● **What is needed**:
Write out the lines below as a numbered list, skipping any blank ones and leaving out the pictures.

● **Data in this exercise**:
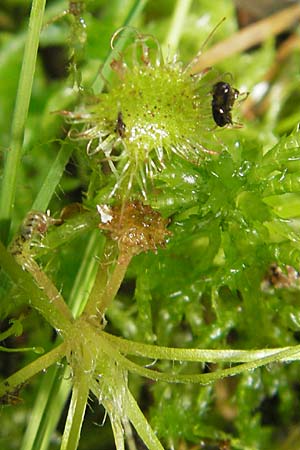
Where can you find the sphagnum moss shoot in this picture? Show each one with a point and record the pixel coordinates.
(155, 109)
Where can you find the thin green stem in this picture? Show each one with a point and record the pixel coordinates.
(8, 190)
(76, 411)
(206, 378)
(106, 70)
(37, 298)
(194, 355)
(106, 284)
(118, 433)
(114, 283)
(53, 177)
(54, 296)
(176, 26)
(140, 423)
(23, 375)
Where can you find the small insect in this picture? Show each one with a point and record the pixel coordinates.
(120, 127)
(275, 278)
(32, 231)
(223, 98)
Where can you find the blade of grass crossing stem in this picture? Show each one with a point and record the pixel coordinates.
(55, 387)
(53, 178)
(8, 190)
(43, 417)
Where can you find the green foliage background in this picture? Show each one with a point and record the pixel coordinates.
(231, 218)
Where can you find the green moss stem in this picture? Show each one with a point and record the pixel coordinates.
(13, 159)
(207, 378)
(23, 375)
(196, 355)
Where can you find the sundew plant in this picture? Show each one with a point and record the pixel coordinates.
(150, 226)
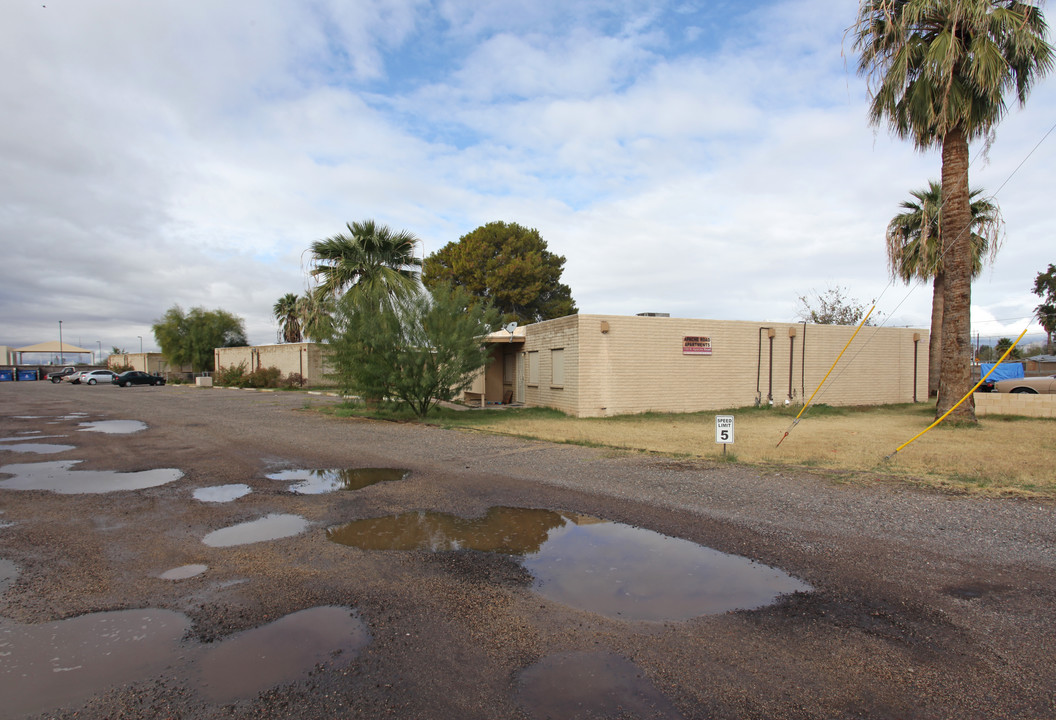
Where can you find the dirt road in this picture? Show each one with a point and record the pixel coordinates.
(921, 605)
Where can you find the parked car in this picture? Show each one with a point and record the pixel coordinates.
(1041, 385)
(95, 376)
(58, 375)
(137, 377)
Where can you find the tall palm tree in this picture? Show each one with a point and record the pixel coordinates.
(915, 252)
(315, 313)
(939, 73)
(372, 256)
(287, 314)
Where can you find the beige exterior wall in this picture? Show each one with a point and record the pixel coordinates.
(1015, 403)
(621, 364)
(308, 359)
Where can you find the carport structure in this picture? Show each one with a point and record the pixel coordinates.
(52, 347)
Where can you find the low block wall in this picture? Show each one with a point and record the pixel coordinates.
(1015, 403)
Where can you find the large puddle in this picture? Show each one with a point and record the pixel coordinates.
(58, 477)
(267, 528)
(53, 664)
(614, 569)
(572, 685)
(113, 427)
(319, 481)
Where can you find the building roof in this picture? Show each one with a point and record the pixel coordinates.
(52, 346)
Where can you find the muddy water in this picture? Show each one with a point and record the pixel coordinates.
(571, 685)
(267, 528)
(38, 448)
(52, 664)
(222, 493)
(113, 427)
(591, 564)
(59, 477)
(255, 660)
(45, 666)
(319, 481)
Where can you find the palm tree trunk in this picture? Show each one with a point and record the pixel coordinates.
(955, 379)
(935, 341)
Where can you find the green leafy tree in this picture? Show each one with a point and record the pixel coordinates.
(939, 72)
(508, 265)
(286, 310)
(190, 338)
(1044, 287)
(913, 252)
(415, 352)
(370, 257)
(832, 307)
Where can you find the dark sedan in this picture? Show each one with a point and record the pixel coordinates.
(136, 377)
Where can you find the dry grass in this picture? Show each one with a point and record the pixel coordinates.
(999, 456)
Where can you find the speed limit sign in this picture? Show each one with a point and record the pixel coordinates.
(723, 429)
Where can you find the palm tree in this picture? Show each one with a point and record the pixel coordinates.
(372, 256)
(287, 314)
(315, 313)
(939, 72)
(913, 252)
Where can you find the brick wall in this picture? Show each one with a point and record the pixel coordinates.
(621, 364)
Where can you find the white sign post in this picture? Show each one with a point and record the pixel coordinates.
(723, 431)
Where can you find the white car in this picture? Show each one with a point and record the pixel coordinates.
(96, 376)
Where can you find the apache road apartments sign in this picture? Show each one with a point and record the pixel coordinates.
(696, 345)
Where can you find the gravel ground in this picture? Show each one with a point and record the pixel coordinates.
(923, 605)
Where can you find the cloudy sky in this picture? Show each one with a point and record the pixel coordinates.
(708, 158)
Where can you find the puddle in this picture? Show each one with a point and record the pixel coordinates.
(279, 652)
(53, 664)
(319, 481)
(591, 564)
(572, 685)
(38, 448)
(58, 477)
(222, 493)
(184, 572)
(8, 571)
(113, 427)
(64, 663)
(269, 527)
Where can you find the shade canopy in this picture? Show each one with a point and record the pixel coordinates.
(52, 346)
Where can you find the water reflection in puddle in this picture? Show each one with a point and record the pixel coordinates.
(319, 481)
(64, 663)
(222, 493)
(38, 448)
(184, 572)
(113, 427)
(52, 664)
(279, 652)
(596, 565)
(8, 571)
(267, 528)
(58, 477)
(572, 685)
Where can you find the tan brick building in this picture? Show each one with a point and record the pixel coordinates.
(597, 365)
(307, 359)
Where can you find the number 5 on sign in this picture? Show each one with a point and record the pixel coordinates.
(723, 430)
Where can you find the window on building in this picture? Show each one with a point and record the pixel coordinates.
(509, 364)
(558, 366)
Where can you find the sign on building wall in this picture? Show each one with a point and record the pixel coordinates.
(696, 345)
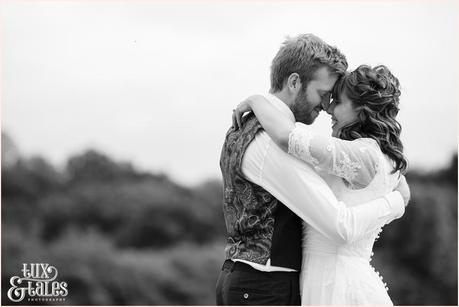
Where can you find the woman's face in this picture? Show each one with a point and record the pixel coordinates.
(343, 113)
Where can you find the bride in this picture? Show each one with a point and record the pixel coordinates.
(361, 161)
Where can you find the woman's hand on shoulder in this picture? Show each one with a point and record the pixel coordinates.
(244, 107)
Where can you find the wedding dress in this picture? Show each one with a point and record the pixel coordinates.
(337, 273)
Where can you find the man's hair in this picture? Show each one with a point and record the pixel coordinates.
(303, 55)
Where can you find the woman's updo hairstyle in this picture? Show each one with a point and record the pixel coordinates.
(375, 94)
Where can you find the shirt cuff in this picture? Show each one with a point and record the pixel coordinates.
(396, 203)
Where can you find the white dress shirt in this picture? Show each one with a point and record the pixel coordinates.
(302, 190)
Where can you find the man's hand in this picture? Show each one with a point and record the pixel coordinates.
(404, 189)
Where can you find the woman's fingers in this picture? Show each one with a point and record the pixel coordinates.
(233, 117)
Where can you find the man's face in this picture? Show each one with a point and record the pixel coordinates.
(315, 97)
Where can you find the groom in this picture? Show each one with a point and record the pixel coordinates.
(267, 193)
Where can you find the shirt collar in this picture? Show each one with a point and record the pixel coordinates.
(280, 105)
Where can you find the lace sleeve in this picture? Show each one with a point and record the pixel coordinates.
(354, 161)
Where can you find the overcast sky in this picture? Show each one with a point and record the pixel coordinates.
(154, 82)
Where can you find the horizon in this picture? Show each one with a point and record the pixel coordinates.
(154, 83)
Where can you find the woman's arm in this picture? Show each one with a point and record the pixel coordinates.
(277, 125)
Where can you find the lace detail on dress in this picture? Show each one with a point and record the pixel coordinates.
(346, 168)
(299, 141)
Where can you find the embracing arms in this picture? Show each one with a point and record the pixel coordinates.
(354, 161)
(304, 192)
(276, 124)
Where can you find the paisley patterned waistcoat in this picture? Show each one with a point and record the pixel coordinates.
(259, 226)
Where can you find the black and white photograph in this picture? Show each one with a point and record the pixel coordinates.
(229, 152)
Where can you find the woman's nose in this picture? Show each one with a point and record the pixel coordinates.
(330, 108)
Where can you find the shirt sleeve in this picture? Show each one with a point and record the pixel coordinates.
(355, 161)
(303, 191)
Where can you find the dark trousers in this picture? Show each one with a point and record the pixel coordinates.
(240, 284)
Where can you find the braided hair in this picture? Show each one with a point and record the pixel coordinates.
(375, 94)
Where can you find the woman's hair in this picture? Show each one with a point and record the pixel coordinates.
(304, 54)
(375, 94)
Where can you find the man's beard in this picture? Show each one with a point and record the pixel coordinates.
(302, 109)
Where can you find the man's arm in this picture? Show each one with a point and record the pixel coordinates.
(296, 185)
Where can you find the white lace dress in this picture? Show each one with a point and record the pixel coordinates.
(335, 273)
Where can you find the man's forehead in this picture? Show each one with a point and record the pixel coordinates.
(324, 79)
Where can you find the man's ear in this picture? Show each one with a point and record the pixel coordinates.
(294, 82)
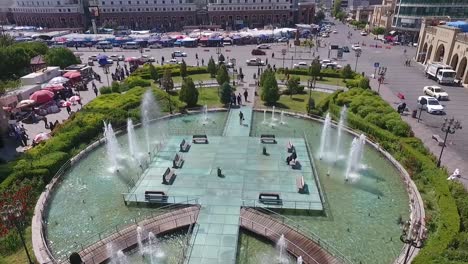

● **Exercise response**:
1. Where can you find the sphagnum moss shoot in this picture? Show each one with a point and record the pixel coordinates.
2. (155, 109)
3. Where can you find the thin green stem in this picture? Show each one with a point and record the pixel coordinates.
4. (8, 190)
5. (76, 411)
6. (206, 378)
7. (106, 70)
8. (37, 298)
9. (194, 355)
10. (106, 284)
11. (118, 433)
12. (114, 283)
13. (53, 177)
14. (54, 296)
15. (176, 26)
16. (140, 423)
17. (23, 375)
18. Where can you find the small insect in this picture? Show each one with a point and record the pixel coordinates.
19. (120, 127)
20. (275, 278)
21. (32, 231)
22. (223, 98)
23. Where can you find the blade of grass crossing stem in this picture? Show each one with a point and record the pixel coordinates.
24. (55, 387)
25. (53, 178)
26. (8, 190)
27. (43, 417)
28. Where can you find the green foliage background in this picture? Show each one with a point and record the pixel coordinates.
29. (231, 218)
30. Where can you find the green moss stem in this picture? Show each one with a point and record the pixel coordinates.
31. (13, 159)
32. (207, 378)
33. (23, 375)
34. (196, 355)
35. Where can you find the sundew plant in this picture? Show each one with a point and record the pixel coordinates.
36. (150, 226)
37. Where can you find the dirt road in this picture? Show each one with a point and record the pixel coordinates.
38. (921, 605)
39. Where can you find the parked car in this picture? Show each one with a point and record the pixel coordinates.
40. (1041, 385)
41. (95, 376)
42. (58, 375)
43. (137, 377)
44. Where can you find the tall palm tree in this picture? Show each one with a point and record the pixel coordinates.
45. (915, 252)
46. (315, 313)
47. (939, 73)
48. (372, 256)
49. (287, 314)
50. Where can you find the beige exterior wall in this picture? Show each one with a point and record the pixel coordinates.
51. (1015, 403)
52. (621, 364)
53. (308, 359)
54. Where can you find the carport structure in this picture? Show each one with a point and record the pixel coordinates.
55. (52, 347)
56. Where can you find the low block wall in this picture? Show each one with a point and record the pixel coordinates.
57. (1015, 403)
58. Where can you find the large puddle in this picture? Show each one with a point and record the pixel coordinates.
59. (58, 477)
60. (267, 528)
61. (53, 664)
62. (614, 569)
63. (572, 685)
64. (113, 427)
65. (319, 481)
66. Where can you find the building roof in this picture? Show each one with a point and record the pixel coordinates.
67. (52, 346)
68. Where can you find the muddy water in this picture? Show each one with a point and record the pixel coordinates.
69. (571, 685)
70. (267, 528)
71. (38, 448)
72. (52, 664)
73. (222, 493)
74. (113, 427)
75. (591, 564)
76. (59, 477)
77. (255, 660)
78. (45, 666)
79. (319, 481)
80. Where can you find the palm tree trunk in this picture? Show each one with a point and record the pixel coordinates.
81. (955, 379)
82. (935, 341)
83. Where can you find the green leafy tree in this picture? Show each one with a point and record the pixel coordinates.
84. (939, 72)
85. (508, 265)
86. (286, 310)
87. (190, 338)
88. (1044, 287)
89. (913, 252)
90. (415, 352)
91. (370, 257)
92. (832, 307)
93. Where can you find the dark sedan in this picture? Show each one with a point and record the pixel coordinates.
94. (136, 377)
95. Where can you find the dry grass in this picture? Show each one with a point and record the pixel coordinates.
96. (999, 456)
97. Where can you find the speed limit sign in this picture? Show each one with a point and record the pixel coordinates.
98. (723, 429)
99. Where can you find the palm tree in this picture? Show each one with a point and record the pixel coordinates.
100. (372, 256)
101. (287, 314)
102. (315, 313)
103. (939, 72)
104. (913, 252)
105. Where can you find the brick wall in this picture? Show each one with a point and record the pixel coordinates.
106. (621, 364)
107. Where can you find the white sign post in this picture? Show each one with a point and record the pixel coordinates.
108. (723, 431)
109. Where can you find the white car in this picture? Show each one with a point and record the pixel coordinates.
110. (96, 376)
111. Where can you find the apache road apartments sign in this picture? Show each one with a point and record the pixel coordinates.
112. (696, 345)
113. Where can you find the gravel ground in this picture? Show each one with a point and record the pixel coordinates.
114. (923, 605)
115. Where can you find the cloudy sky in this picture? Show each one with a point and record the pixel coordinates.
116. (708, 158)
117. Where can you find the puddle in this picture? Show each one with a point and record the pixel coordinates.
118. (279, 652)
119. (53, 664)
120. (319, 481)
121. (591, 564)
122. (572, 685)
123. (38, 448)
124. (58, 477)
125. (222, 493)
126. (184, 572)
127. (8, 571)
128. (113, 427)
129. (64, 663)
130. (269, 527)
131. Where can you find the shade canopy in this picture? Show each one with a point and record the pixel coordinates.
132. (52, 346)
133. Where can you find the water reflection in puddle in this picture? Show each one with a point and record the pixel coordinates.
134. (319, 481)
135. (64, 663)
136. (222, 493)
137. (38, 448)
138. (184, 572)
139. (113, 427)
140. (52, 664)
141. (279, 652)
142. (596, 565)
143. (8, 571)
144. (267, 528)
145. (58, 477)
146. (572, 685)
147. Where can you find the tan brick building in this picture? Show each one with a point and record the pixel coordinates.
148. (597, 365)
149. (307, 359)
150. Where can you find the number 5 on sign in this picture? Show each one with a point and record the pixel coordinates.
151. (723, 430)
152. Where can you find the window on building in this picture? Show each one with a point and record the pixel coordinates.
153. (509, 364)
154. (558, 366)
155. Where can you find the sign on building wall in this picture? Show each one with a point and record the pixel coordinates.
156. (696, 345)
157. Where can you find the woman's face in this picture? Show each one with a point and record the pixel coordinates.
158. (343, 113)
159. Where can you find the bride in this picture? Show each one with a point and record the pixel coordinates.
160. (361, 161)
161. Where can you find the woman's hand on shoulder in this picture? Show each one with a point and record the pixel coordinates.
162. (244, 107)
163. Where can you find the wedding dress in this picture? Show each one with a point and record the pixel coordinates.
164. (337, 273)
165. Where can you find the man's hair in this picture? Show each one with a point and record the pixel coordinates.
166. (303, 55)
167. Where can you find the woman's updo hairstyle in this picture? Show each one with a point and record the pixel coordinates.
168. (375, 94)
169. Where can you find the shirt cuff in this picture? Show each one with a point and record the pixel coordinates.
170. (396, 203)
171. Where can you find the white dress shirt in this picture? Show each one with a point and record the pixel coordinates.
172. (302, 190)
173. Where can you find the man's hand in this picture? Show each one with a point and record the pixel coordinates.
174. (404, 189)
175. Where can you find the woman's fingers in this picture? Show each one with a point and record the pixel coordinates.
176. (233, 117)
177. Where can you find the man's face in this picture? Show each one with a point and record the pixel coordinates.
178. (315, 97)
179. Where can you find the groom in this picture? Show each one with a point and record the pixel coordinates.
180. (267, 193)
181. Where can you find the shirt collar in this picture? Show each one with a point and record the pixel coordinates.
182. (280, 105)
183. Where can you find the lace sleeve in this picture? Show each one with a point and record the pixel coordinates.
184. (354, 161)
185. Where can you find the overcast sky in this picture? Show each one with a point and record the pixel coordinates.
186. (154, 82)
187. Where can you find the horizon in this picture? Show each one with a point and record the pixel coordinates.
188. (154, 83)
189. Where can you find the woman's arm in this picture? Show each one with a point and record the pixel coordinates.
190. (277, 125)
191. Where can you find the lace detail on dress in this picture? Show each one with a point and record the pixel coordinates.
192. (346, 168)
193. (299, 141)
194. Where can you find the embracing arms in this picture? Show each one with a point and record the pixel coordinates.
195. (354, 161)
196. (304, 192)
197. (276, 124)
198. Where can you find the paisley patterned waistcoat in this picture? Show each one with a point and record the pixel coordinates.
199. (259, 226)
200. Where can you find the black and white photograph in this picture? Show each one with a point and record the pixel coordinates.
201. (229, 152)
202. Where can you find the woman's nose in this picture? Show each one with a point and record the pixel coordinates.
203. (330, 108)
204. Where can you find the shirt sleeve in this picture? Show each one with a point and record the pixel coordinates.
205. (355, 161)
206. (303, 191)
207. Where can you find the dark trousers in this picture? Show each one with a point and record the pixel coordinates.
208. (240, 284)
209. Where can you find the braided hair in this picture? Show each one with a point and record the pixel coordinates.
210. (375, 94)
211. Where can you find the woman's hair in this picture? Show each one with a point and record the pixel coordinates.
212. (304, 54)
213. (375, 94)
214. Where can you find the man's beard in this picture? Show each one with a point and record the pixel coordinates.
215. (302, 109)
216. Where can you find the man's arm in this picture? Show each one with a point and record the pixel coordinates.
217. (296, 185)
218. Where can you find the white lace dress in this picture? Show each one with a point and record the pixel coordinates.
219. (335, 273)
220. Where can you find the man's forehead in this picture? Show each one with a point and record the pixel coordinates.
221. (324, 79)
222. Where can you find the man's ear in this picture? Show each one with a point and record the pixel coordinates.
223. (294, 82)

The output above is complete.